• Written problem
Output every line of the items below as a numbered list, skipping blank lines and leaving out the pictures.

• Given records
################
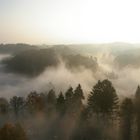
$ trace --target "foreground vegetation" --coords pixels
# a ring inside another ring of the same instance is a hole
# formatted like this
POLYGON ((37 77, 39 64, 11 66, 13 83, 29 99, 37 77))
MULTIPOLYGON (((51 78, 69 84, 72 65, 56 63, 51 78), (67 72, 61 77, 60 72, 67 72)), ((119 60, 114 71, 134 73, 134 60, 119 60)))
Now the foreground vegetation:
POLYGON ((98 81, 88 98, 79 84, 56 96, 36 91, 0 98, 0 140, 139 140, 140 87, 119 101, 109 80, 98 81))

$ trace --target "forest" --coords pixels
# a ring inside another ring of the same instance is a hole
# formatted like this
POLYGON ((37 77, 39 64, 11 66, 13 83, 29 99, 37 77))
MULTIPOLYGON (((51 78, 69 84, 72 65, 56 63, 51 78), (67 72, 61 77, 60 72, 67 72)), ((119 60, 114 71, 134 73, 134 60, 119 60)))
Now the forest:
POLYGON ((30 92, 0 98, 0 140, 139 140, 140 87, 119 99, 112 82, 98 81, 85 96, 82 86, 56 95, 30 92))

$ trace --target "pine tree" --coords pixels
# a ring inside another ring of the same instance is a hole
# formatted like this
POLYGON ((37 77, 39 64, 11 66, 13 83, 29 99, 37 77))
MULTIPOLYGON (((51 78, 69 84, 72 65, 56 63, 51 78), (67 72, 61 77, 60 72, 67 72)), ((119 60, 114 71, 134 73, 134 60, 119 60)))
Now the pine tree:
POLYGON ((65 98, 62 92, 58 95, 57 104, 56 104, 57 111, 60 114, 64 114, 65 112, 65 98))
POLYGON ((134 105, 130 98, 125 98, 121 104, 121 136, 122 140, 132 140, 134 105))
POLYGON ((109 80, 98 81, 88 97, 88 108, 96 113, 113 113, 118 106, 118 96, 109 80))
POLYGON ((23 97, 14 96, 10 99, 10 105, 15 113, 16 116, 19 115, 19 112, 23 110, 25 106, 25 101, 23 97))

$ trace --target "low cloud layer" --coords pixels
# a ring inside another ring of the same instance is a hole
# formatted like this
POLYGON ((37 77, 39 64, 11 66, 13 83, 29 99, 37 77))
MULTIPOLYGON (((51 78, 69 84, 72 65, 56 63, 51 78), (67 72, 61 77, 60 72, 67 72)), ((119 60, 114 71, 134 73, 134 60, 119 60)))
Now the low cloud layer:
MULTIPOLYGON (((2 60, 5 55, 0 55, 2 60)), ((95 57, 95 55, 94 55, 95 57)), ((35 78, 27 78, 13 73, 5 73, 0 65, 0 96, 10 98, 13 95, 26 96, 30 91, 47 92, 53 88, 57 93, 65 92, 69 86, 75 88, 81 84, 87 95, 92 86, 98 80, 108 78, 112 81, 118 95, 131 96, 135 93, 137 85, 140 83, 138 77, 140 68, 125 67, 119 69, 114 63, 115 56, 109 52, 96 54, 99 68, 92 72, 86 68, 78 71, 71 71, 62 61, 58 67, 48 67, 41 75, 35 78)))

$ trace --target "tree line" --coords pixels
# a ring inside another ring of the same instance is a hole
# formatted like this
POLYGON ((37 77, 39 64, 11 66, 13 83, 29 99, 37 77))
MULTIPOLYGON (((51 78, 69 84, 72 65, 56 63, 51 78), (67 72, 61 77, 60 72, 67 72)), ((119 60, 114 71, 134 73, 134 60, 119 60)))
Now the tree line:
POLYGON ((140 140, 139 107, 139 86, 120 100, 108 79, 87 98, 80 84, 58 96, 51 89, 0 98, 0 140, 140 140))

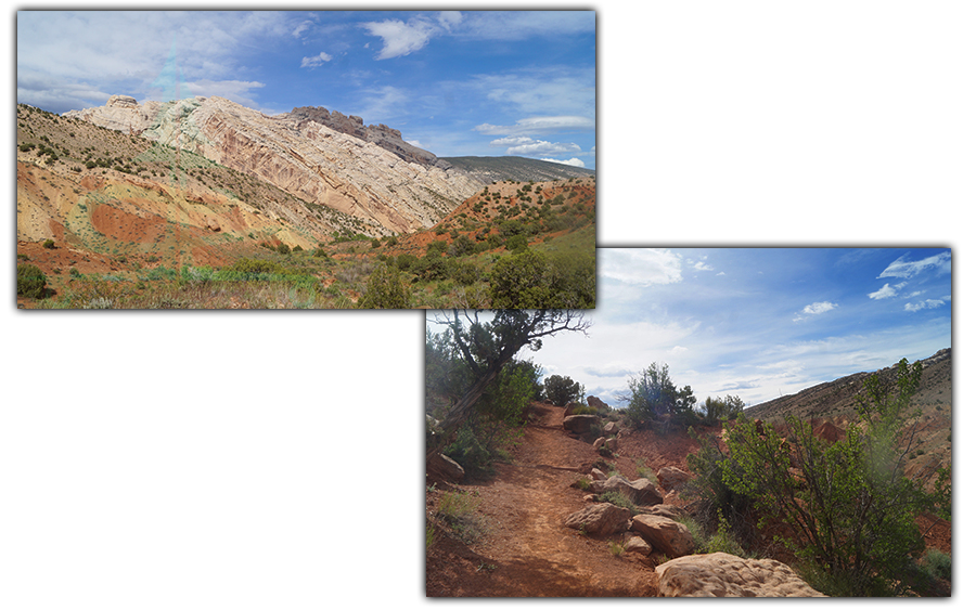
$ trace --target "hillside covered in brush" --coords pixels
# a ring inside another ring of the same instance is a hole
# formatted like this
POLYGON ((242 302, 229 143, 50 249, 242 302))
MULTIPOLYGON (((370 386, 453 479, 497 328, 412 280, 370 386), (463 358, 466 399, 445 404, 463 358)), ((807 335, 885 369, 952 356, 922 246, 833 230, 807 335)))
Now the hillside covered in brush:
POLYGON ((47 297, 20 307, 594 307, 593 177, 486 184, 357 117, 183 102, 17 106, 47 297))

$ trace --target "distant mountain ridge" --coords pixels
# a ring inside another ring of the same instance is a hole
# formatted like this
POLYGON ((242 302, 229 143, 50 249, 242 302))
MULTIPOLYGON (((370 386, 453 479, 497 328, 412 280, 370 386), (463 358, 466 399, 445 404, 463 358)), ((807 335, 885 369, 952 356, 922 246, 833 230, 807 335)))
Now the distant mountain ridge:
################
• Expected answer
1. $ trace --target "foreground vegetation" --coords pixels
2. # a ring inside another ring of the same instance is a hole
3. # formatted like this
4. POLYGON ((37 77, 39 64, 11 66, 13 83, 29 99, 37 77))
5. MULTIPOLYGON (((51 78, 69 84, 72 65, 56 63, 51 78), (67 72, 61 77, 60 72, 67 72)), ((119 60, 114 71, 134 73, 134 60, 119 60)))
6. Now the foreground vegetation:
7. POLYGON ((98 81, 88 98, 79 84, 56 96, 36 91, 0 98, 0 140, 139 140, 140 87, 119 101, 109 80, 98 81))
8. $ trace --target "forest" --coords pixels
9. # a ring inside another ring of the same instance is a hole
10. # formatted like this
11. POLYGON ((37 77, 39 64, 11 66, 13 83, 29 99, 37 77))
12. MULTIPOLYGON (((51 78, 69 84, 72 65, 56 63, 51 78), (67 72, 61 77, 60 72, 67 72)), ((119 60, 114 71, 134 73, 134 60, 119 60)))
13. Now the forest:
14. POLYGON ((30 92, 0 98, 0 140, 139 140, 140 87, 119 99, 112 82, 98 81, 85 96, 82 86, 56 95, 30 92))
15. $ trace --target "pine tree" --coords pixels
16. # a ring inside another ring of the same instance is a hole
17. # formatted like this
18. POLYGON ((37 77, 39 64, 11 66, 13 83, 29 99, 37 77))
19. MULTIPOLYGON (((51 78, 69 84, 72 65, 56 63, 51 78), (67 72, 61 77, 60 72, 67 72)), ((119 60, 114 71, 134 73, 134 60, 119 60)))
20. Now the pine tree:
21. POLYGON ((65 98, 62 92, 58 95, 57 104, 56 104, 57 111, 60 114, 64 114, 65 112, 65 98))
22. POLYGON ((134 105, 130 98, 125 98, 121 104, 121 136, 122 140, 132 140, 134 105))
23. POLYGON ((109 80, 98 81, 88 97, 88 108, 96 113, 113 113, 118 106, 118 96, 109 80))
24. POLYGON ((23 97, 14 96, 10 99, 10 105, 15 113, 16 116, 19 115, 19 112, 23 110, 25 106, 25 101, 23 97))
25. $ trace --target "low cloud layer" --coords pixels
26. # a ring inside another ring of the same instance is a hole
27. # formatted like this
28. POLYGON ((37 77, 39 64, 11 66, 13 83, 29 99, 37 77))
29. MULTIPOLYGON (((51 78, 69 84, 72 65, 56 63, 51 78), (67 72, 61 77, 60 72, 67 72)), ((119 60, 114 71, 134 73, 134 60, 119 60)))
30. Now the low cloud layer:
31. MULTIPOLYGON (((2 60, 5 55, 0 55, 2 60)), ((95 57, 95 55, 94 55, 95 57)), ((35 78, 27 78, 13 73, 5 73, 0 65, 0 96, 10 98, 13 95, 26 96, 30 91, 47 92, 53 88, 57 93, 65 92, 69 86, 75 88, 81 84, 87 95, 92 86, 98 80, 108 78, 112 81, 118 95, 131 96, 135 93, 137 85, 140 83, 138 77, 140 68, 125 67, 119 69, 114 63, 115 56, 109 52, 96 54, 99 68, 92 72, 86 68, 78 71, 71 71, 62 61, 58 67, 48 67, 41 75, 35 78)))
32. $ trace --target "tree line" --coords pixels
33. # a ring inside another ring of the same instance is a hole
34. # formatted like this
35. POLYGON ((37 77, 39 64, 11 66, 13 83, 29 99, 37 77))
36. MULTIPOLYGON (((51 78, 69 84, 72 65, 56 63, 51 78), (67 72, 61 77, 60 72, 67 72)), ((119 60, 114 71, 134 73, 134 60, 119 60)))
37. Now the tree line:
38. POLYGON ((140 140, 139 107, 139 86, 120 100, 108 79, 87 98, 80 84, 58 96, 51 89, 0 98, 0 140, 140 140))
39. $ trace --target "hillside covered in brush" --coords pixels
40. # a ring inside another ring of the same instance is a hole
41. # formatted like this
42. POLYGON ((242 302, 229 143, 50 249, 242 302))
43. MULTIPOLYGON (((370 386, 453 479, 497 328, 412 280, 370 386), (463 358, 466 399, 445 404, 463 358)), ((807 335, 885 369, 952 356, 922 246, 833 230, 807 335)))
44. Now the hillside covered in brush:
45. POLYGON ((47 297, 20 307, 594 307, 593 177, 486 184, 357 117, 183 102, 17 106, 47 297))
46. $ trace --target "distant mountain ridge" --coords pixels
47. # a ring inside another ring of the same instance is a hole
48. # formatted like this
49. POLYGON ((242 302, 229 143, 50 249, 242 302))
50. MULTIPOLYGON (((370 386, 453 479, 497 328, 412 280, 370 386), (463 358, 466 399, 445 404, 463 358)), ((807 335, 885 369, 952 356, 922 246, 833 230, 807 335)))
51. Now the distant mountain ridge:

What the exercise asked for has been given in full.